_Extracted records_
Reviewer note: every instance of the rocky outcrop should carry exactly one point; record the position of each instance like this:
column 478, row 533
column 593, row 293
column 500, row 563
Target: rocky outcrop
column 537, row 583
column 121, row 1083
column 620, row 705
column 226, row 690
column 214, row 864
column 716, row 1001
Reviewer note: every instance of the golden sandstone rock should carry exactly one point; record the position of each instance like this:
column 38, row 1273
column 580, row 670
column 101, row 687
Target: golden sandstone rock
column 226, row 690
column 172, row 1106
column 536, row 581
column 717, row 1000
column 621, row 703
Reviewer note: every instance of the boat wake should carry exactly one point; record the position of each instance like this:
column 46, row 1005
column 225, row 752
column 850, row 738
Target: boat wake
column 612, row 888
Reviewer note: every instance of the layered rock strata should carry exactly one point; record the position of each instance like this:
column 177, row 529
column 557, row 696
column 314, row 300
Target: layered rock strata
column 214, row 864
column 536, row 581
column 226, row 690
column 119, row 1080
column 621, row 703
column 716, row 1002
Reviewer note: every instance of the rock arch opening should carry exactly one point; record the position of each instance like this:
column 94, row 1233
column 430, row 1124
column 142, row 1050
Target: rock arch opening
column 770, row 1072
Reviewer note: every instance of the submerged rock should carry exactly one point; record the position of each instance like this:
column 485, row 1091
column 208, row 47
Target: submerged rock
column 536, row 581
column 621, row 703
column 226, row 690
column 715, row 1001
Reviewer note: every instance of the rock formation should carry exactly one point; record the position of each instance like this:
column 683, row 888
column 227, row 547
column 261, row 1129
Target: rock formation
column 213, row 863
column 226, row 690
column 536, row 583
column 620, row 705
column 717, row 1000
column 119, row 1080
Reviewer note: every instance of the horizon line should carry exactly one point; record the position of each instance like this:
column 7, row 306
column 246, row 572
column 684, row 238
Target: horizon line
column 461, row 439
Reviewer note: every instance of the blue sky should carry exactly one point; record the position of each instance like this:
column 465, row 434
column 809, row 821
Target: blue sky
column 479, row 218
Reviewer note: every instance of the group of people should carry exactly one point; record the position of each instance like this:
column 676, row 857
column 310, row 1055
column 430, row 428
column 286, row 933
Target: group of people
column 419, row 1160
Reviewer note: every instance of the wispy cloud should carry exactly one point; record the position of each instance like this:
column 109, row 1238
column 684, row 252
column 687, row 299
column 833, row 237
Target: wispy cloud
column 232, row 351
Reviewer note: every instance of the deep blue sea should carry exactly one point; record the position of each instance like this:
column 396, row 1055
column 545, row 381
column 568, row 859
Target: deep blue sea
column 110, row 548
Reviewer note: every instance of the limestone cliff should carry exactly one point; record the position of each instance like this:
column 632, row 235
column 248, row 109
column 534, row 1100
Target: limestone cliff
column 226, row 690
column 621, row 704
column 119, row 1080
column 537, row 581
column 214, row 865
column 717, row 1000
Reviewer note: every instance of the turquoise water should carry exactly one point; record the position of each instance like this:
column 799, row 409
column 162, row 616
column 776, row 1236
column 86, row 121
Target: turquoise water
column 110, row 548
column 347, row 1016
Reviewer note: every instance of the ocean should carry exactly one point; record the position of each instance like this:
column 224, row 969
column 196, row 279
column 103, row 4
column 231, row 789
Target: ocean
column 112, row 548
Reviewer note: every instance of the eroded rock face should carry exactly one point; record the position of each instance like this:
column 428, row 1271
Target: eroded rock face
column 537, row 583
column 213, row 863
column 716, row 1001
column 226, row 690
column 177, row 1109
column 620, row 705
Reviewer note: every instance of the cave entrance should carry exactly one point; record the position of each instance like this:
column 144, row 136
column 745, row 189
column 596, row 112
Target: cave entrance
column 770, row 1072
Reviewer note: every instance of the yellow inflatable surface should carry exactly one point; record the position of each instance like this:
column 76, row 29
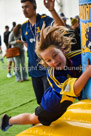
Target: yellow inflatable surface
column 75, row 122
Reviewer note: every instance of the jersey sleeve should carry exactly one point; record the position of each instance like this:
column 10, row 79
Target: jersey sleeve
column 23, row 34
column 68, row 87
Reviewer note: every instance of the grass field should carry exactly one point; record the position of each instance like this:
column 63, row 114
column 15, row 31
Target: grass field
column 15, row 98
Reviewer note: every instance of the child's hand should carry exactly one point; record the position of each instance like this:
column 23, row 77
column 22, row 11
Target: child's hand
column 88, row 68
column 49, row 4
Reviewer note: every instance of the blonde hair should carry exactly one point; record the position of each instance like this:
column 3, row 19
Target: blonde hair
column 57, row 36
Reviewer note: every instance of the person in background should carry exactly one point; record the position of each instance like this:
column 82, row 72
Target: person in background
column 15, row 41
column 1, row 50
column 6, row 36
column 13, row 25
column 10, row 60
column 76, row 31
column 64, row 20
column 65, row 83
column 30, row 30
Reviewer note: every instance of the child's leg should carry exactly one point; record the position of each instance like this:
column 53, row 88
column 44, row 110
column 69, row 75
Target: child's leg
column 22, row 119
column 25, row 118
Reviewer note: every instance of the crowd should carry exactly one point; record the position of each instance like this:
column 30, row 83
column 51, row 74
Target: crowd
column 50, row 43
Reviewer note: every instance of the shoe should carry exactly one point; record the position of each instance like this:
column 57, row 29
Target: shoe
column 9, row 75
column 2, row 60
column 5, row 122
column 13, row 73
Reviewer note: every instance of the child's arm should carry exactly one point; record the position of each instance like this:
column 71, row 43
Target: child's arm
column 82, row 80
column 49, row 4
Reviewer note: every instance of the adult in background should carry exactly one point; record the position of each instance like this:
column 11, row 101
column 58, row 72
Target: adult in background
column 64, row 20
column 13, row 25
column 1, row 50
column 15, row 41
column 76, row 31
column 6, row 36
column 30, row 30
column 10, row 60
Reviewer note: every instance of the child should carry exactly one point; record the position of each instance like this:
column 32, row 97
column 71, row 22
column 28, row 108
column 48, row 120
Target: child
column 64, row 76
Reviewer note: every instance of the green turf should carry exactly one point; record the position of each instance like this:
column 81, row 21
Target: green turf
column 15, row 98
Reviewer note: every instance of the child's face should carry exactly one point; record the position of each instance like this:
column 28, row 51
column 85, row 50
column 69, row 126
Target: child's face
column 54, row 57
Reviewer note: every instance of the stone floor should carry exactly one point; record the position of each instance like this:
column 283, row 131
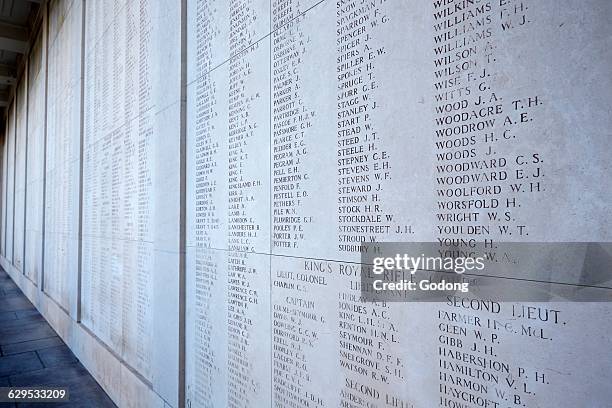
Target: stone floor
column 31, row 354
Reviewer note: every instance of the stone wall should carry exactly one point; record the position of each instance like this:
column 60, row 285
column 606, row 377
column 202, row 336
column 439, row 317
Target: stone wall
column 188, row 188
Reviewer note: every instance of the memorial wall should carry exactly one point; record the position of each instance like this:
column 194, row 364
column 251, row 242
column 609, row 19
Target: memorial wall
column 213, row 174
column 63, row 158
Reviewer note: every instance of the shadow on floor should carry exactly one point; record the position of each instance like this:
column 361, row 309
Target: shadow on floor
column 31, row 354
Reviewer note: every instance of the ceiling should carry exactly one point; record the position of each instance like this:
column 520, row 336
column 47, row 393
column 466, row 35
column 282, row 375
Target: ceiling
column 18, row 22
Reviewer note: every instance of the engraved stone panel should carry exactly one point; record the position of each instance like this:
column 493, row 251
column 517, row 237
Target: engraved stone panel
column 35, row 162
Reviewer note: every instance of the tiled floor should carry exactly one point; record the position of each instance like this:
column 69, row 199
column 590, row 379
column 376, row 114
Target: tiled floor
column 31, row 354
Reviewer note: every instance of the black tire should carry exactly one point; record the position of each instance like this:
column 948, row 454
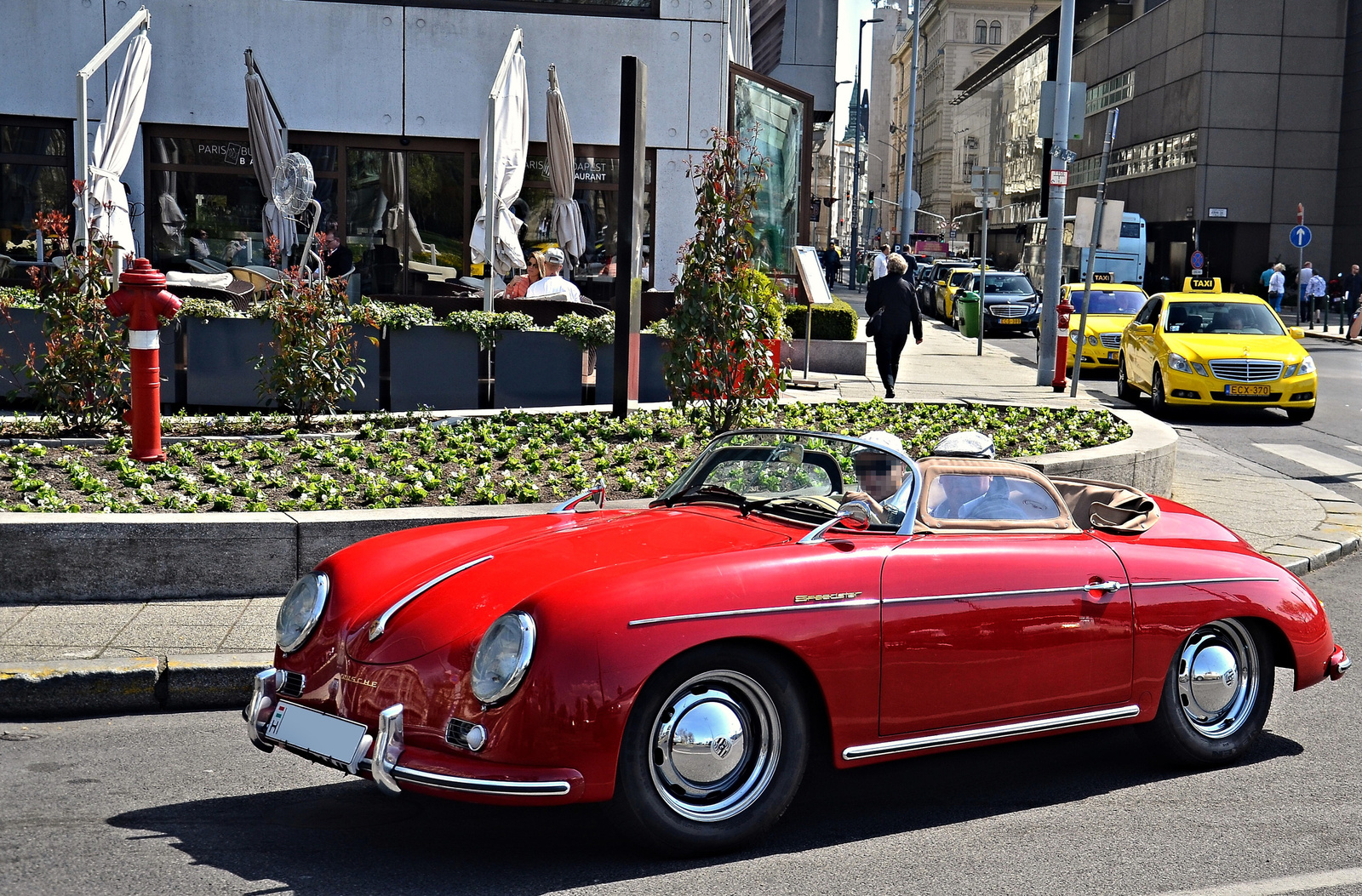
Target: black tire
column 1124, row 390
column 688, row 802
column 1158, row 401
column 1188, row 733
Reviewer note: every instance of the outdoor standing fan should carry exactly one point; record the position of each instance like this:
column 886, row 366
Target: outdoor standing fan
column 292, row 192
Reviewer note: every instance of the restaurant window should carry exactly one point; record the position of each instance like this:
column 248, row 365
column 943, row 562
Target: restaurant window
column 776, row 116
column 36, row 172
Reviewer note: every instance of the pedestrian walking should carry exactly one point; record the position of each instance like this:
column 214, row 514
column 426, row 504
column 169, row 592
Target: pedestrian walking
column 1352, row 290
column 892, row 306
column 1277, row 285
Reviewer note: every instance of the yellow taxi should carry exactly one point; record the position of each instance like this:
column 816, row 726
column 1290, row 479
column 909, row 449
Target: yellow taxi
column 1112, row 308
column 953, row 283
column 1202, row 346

_Task details_
Given the records above, restate word for word only the lines starting at the one with "column 314, row 300" and ending at the one with "column 261, row 1129".

_Exercise response_
column 314, row 300
Target: layered rock strata
column 214, row 864
column 536, row 581
column 226, row 690
column 119, row 1080
column 621, row 703
column 716, row 1002
Reviewer note: every instance of the rock arch opening should carry exactly one point; record the position of each instance like this:
column 94, row 1233
column 430, row 1124
column 142, row 1050
Target: rock arch opening
column 770, row 1072
Reviewer note: every instance of the submerged rock should carry exactly one point; record the position of each instance like this:
column 485, row 1091
column 208, row 47
Target: submerged rock
column 536, row 581
column 621, row 703
column 226, row 690
column 715, row 1001
Reviewer note: every instance of the rock formation should carry exactly one point; record the position of each instance like this:
column 683, row 888
column 227, row 547
column 261, row 1129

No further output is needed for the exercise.